§ **Tarea breve**
Reescribe las líneas del listado desde la línea con "Identify all instances of white partition" hasta la línea con "[77,84,222,306]", ambas incluidas, también las que no llevan coordenadas. Suma -119 a cada coordenada de los recuadros de las respuestas.

§ **Datos proporcionados**
.....

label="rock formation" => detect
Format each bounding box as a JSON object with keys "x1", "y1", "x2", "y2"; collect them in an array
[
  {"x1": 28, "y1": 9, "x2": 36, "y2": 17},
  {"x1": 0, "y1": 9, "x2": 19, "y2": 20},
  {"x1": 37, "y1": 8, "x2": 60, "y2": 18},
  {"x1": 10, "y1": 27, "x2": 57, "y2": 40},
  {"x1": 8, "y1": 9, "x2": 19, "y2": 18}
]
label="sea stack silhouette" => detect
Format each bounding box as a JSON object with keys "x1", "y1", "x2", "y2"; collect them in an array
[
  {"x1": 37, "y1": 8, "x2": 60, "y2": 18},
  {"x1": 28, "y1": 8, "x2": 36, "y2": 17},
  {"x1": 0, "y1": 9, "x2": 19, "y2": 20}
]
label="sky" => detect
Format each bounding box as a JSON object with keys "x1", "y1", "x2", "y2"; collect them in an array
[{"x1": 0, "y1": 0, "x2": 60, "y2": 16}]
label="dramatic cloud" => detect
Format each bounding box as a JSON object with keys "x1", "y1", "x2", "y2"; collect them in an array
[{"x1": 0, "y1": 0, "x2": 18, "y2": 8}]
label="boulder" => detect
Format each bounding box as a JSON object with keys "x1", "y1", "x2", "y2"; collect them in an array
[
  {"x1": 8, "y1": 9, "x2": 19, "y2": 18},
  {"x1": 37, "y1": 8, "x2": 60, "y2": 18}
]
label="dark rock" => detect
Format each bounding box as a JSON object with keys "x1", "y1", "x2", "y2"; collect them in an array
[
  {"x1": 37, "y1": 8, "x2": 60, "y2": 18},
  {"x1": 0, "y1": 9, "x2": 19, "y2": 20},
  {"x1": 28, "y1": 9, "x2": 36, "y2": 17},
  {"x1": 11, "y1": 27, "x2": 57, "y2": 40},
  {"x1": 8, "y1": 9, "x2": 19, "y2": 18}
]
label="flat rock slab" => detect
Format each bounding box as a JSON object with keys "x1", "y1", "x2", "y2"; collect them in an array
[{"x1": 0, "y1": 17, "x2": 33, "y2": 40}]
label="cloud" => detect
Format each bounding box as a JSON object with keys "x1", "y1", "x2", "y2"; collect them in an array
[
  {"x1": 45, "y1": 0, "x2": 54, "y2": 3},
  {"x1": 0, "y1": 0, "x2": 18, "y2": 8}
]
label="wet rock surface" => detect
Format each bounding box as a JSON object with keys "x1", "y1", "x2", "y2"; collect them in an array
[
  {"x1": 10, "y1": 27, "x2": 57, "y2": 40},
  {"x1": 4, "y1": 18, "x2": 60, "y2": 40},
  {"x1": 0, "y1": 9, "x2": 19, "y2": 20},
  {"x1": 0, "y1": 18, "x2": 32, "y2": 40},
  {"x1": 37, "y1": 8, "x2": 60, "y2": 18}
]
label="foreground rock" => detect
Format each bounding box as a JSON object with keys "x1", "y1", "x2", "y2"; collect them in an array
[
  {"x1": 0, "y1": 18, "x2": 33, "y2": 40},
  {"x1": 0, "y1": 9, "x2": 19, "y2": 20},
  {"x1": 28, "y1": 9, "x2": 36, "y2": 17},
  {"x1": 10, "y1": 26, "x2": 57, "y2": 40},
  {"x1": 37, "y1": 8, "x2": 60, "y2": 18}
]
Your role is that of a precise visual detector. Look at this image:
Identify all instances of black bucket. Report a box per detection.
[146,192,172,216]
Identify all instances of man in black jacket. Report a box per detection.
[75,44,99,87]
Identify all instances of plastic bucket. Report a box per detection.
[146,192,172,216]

.....

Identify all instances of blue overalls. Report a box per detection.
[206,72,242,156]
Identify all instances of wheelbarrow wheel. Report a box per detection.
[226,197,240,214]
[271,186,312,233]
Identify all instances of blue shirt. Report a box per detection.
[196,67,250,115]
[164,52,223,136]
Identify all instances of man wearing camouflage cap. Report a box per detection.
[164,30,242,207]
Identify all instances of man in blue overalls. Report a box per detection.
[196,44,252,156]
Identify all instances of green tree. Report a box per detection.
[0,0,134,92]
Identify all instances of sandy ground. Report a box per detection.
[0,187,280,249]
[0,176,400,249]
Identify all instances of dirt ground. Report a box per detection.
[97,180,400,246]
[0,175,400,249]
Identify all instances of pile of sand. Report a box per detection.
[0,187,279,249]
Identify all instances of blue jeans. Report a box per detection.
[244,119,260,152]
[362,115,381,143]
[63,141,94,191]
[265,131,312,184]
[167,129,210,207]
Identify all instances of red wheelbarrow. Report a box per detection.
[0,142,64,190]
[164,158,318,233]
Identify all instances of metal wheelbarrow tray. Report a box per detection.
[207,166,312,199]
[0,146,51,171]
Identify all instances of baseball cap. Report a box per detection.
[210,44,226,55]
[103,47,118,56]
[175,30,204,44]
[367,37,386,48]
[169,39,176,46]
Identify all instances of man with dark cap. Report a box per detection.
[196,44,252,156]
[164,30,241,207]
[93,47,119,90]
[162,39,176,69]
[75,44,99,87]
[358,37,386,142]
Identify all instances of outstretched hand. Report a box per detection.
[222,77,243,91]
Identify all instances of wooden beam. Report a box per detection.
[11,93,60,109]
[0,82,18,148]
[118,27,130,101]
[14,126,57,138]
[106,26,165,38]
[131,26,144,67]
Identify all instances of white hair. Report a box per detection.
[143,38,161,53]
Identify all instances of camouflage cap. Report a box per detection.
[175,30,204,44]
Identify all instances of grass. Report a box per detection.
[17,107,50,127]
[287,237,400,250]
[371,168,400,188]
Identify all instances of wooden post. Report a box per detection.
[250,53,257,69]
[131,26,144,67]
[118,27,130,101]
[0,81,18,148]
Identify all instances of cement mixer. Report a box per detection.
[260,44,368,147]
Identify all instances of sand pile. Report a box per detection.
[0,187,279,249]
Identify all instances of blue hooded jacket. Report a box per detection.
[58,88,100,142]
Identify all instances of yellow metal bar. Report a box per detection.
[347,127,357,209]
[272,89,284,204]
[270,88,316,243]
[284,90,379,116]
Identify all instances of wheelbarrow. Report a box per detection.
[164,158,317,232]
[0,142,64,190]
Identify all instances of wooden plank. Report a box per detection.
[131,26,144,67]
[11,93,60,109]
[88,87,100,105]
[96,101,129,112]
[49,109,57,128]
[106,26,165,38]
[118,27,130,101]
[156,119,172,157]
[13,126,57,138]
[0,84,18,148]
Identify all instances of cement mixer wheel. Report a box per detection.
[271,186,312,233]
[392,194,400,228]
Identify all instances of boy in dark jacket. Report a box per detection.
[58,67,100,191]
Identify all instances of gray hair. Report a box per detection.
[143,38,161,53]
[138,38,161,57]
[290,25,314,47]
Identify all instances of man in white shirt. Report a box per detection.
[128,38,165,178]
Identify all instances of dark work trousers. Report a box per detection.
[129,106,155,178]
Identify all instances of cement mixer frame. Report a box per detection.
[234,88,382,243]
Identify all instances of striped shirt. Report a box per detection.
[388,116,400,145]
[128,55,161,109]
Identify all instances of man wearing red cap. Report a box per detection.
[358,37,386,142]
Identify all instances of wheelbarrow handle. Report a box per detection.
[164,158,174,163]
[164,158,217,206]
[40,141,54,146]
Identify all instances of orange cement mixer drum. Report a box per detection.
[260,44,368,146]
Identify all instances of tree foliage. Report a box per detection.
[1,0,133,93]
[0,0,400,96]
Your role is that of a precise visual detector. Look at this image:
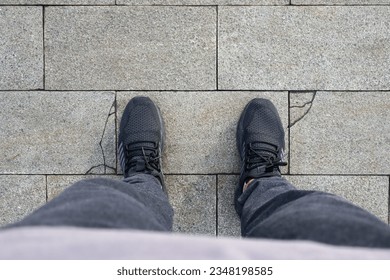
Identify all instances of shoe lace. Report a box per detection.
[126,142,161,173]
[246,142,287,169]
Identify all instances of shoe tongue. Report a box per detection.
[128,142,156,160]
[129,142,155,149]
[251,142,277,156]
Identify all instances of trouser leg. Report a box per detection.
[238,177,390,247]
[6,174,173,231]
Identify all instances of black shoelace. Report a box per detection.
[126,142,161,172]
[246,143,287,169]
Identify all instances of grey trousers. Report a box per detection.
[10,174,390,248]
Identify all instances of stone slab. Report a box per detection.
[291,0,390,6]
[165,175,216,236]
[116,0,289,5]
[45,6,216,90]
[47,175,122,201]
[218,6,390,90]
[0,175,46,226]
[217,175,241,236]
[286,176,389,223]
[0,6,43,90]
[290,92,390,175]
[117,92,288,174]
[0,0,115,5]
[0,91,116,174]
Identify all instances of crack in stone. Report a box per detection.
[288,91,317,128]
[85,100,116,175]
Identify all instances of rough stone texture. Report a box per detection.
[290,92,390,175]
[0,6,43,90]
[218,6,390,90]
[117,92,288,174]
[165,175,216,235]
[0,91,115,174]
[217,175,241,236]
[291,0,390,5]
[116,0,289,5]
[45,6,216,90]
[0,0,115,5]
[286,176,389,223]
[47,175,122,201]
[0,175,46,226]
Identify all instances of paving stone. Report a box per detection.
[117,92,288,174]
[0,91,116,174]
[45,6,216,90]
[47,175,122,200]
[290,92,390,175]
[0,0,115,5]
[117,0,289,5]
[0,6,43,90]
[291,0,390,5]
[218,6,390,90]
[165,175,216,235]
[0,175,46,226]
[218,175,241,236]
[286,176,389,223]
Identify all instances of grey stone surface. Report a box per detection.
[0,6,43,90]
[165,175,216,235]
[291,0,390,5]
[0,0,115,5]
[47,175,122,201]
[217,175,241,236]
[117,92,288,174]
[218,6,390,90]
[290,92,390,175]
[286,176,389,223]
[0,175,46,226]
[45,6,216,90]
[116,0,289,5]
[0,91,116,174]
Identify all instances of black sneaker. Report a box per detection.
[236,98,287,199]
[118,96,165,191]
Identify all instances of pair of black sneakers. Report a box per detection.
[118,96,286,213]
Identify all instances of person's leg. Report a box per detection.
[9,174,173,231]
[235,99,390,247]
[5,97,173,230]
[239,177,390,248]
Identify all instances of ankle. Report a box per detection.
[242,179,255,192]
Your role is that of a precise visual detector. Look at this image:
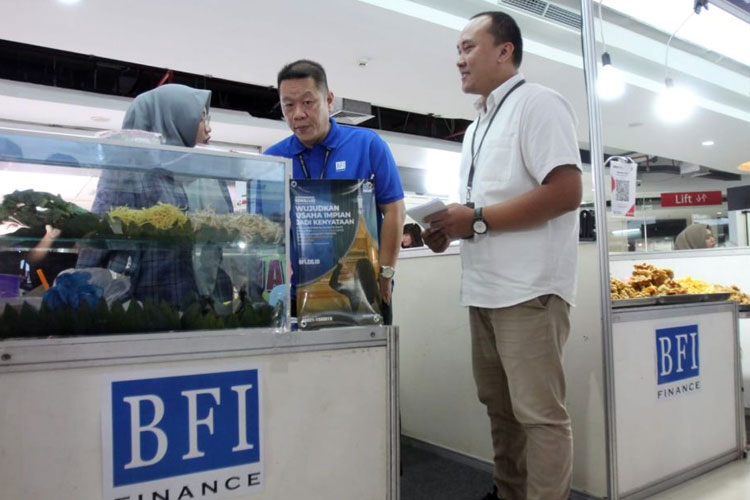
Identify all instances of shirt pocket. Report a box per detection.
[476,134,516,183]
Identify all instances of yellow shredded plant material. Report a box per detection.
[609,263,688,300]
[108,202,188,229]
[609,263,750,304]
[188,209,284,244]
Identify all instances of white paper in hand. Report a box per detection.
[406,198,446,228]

.....

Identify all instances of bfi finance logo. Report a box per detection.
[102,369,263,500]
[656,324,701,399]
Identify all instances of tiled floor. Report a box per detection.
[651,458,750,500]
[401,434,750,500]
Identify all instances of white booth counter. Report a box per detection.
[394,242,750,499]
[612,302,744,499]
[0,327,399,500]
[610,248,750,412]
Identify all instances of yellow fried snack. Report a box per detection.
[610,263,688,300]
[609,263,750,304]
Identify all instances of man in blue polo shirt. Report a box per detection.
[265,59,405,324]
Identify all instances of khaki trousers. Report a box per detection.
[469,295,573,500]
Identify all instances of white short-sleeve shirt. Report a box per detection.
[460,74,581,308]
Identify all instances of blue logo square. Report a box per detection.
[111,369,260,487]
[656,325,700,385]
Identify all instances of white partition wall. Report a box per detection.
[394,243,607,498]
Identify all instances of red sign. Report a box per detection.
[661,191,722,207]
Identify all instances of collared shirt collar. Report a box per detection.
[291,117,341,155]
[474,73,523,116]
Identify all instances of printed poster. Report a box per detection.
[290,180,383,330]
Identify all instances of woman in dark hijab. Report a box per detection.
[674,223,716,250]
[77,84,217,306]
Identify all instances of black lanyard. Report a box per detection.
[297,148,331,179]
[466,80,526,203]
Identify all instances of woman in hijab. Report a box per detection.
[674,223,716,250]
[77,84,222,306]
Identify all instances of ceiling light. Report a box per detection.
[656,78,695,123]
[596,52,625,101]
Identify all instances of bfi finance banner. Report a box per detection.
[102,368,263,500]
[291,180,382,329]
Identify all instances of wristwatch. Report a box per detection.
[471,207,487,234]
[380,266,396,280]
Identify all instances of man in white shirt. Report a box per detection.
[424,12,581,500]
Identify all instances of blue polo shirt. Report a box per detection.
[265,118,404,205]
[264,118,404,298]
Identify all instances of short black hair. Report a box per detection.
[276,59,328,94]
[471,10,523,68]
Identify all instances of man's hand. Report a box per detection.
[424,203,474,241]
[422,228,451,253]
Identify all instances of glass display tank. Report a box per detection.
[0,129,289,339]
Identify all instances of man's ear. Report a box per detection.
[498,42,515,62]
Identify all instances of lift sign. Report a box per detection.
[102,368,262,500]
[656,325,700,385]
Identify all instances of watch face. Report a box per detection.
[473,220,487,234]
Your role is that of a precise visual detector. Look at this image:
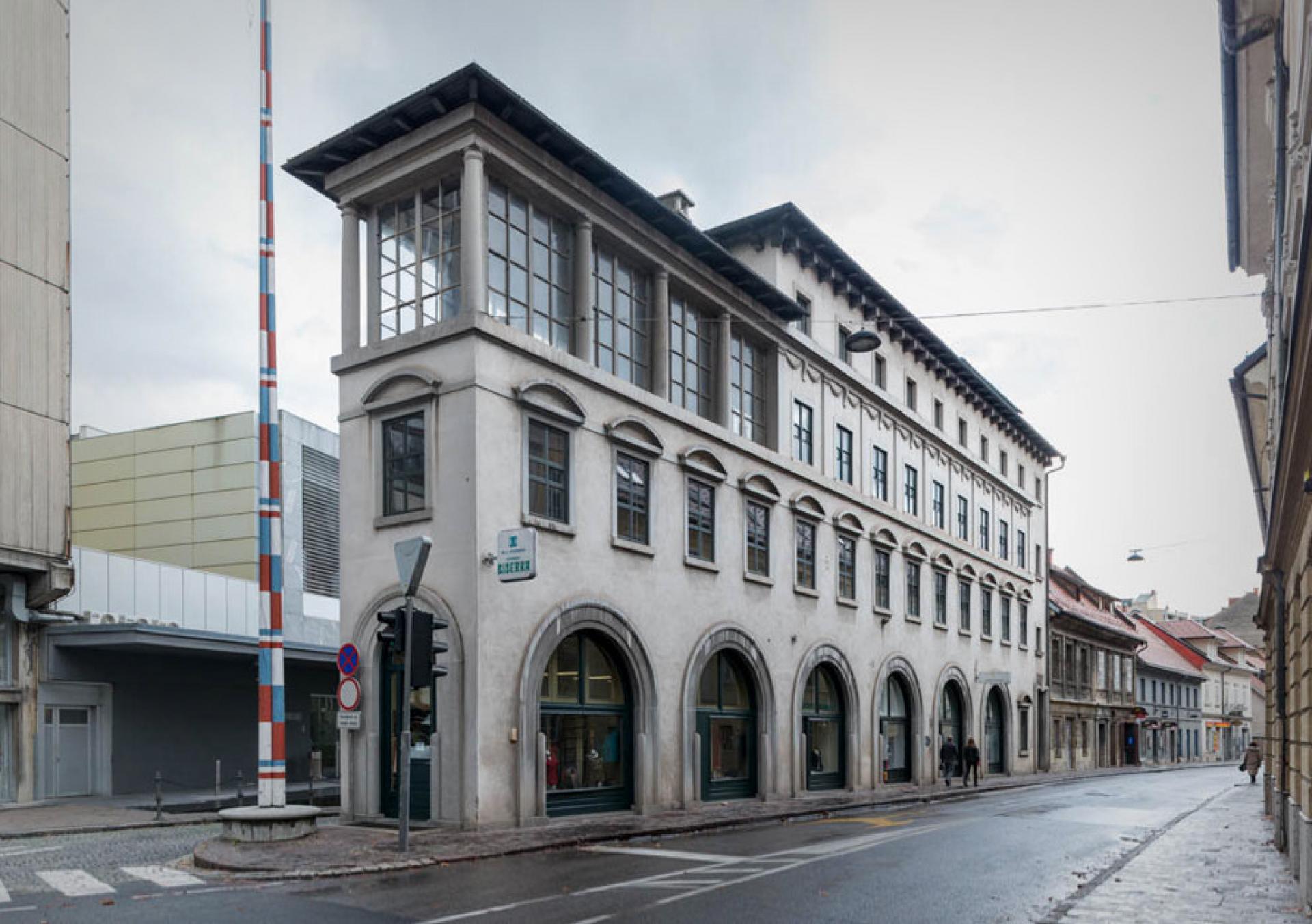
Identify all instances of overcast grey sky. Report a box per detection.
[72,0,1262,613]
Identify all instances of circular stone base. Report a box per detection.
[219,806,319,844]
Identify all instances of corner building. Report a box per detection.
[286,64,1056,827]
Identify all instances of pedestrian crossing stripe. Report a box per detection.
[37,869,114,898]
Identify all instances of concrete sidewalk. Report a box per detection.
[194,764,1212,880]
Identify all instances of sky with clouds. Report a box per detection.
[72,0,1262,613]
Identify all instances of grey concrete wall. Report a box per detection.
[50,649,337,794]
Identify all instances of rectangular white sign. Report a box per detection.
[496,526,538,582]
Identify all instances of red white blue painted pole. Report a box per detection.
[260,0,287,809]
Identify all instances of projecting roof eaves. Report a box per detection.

.....

§ **Respuesta completa**
Identify all instances of white partition wall. Report a box per detection.
[275,124,488,379]
Identify all instances of red sign. Report a box per detection.
[542,72,603,88]
Identify all instances of collared shirt collar. Report a box per detection.
[172,-2,222,36]
[355,-46,404,-3]
Identify all instances of printed poster. Report a box per detection.
[171,61,264,211]
Identify all instances of woman in dark hijab. Report a box per detection.
[555,104,597,131]
[-42,-35,98,187]
Identify all instances of black lanyard. Report a box per detection.
[178,29,212,60]
[347,-39,407,84]
Identify all instances of woman in hijab. Report a box per detection.
[555,104,597,131]
[-42,-35,103,187]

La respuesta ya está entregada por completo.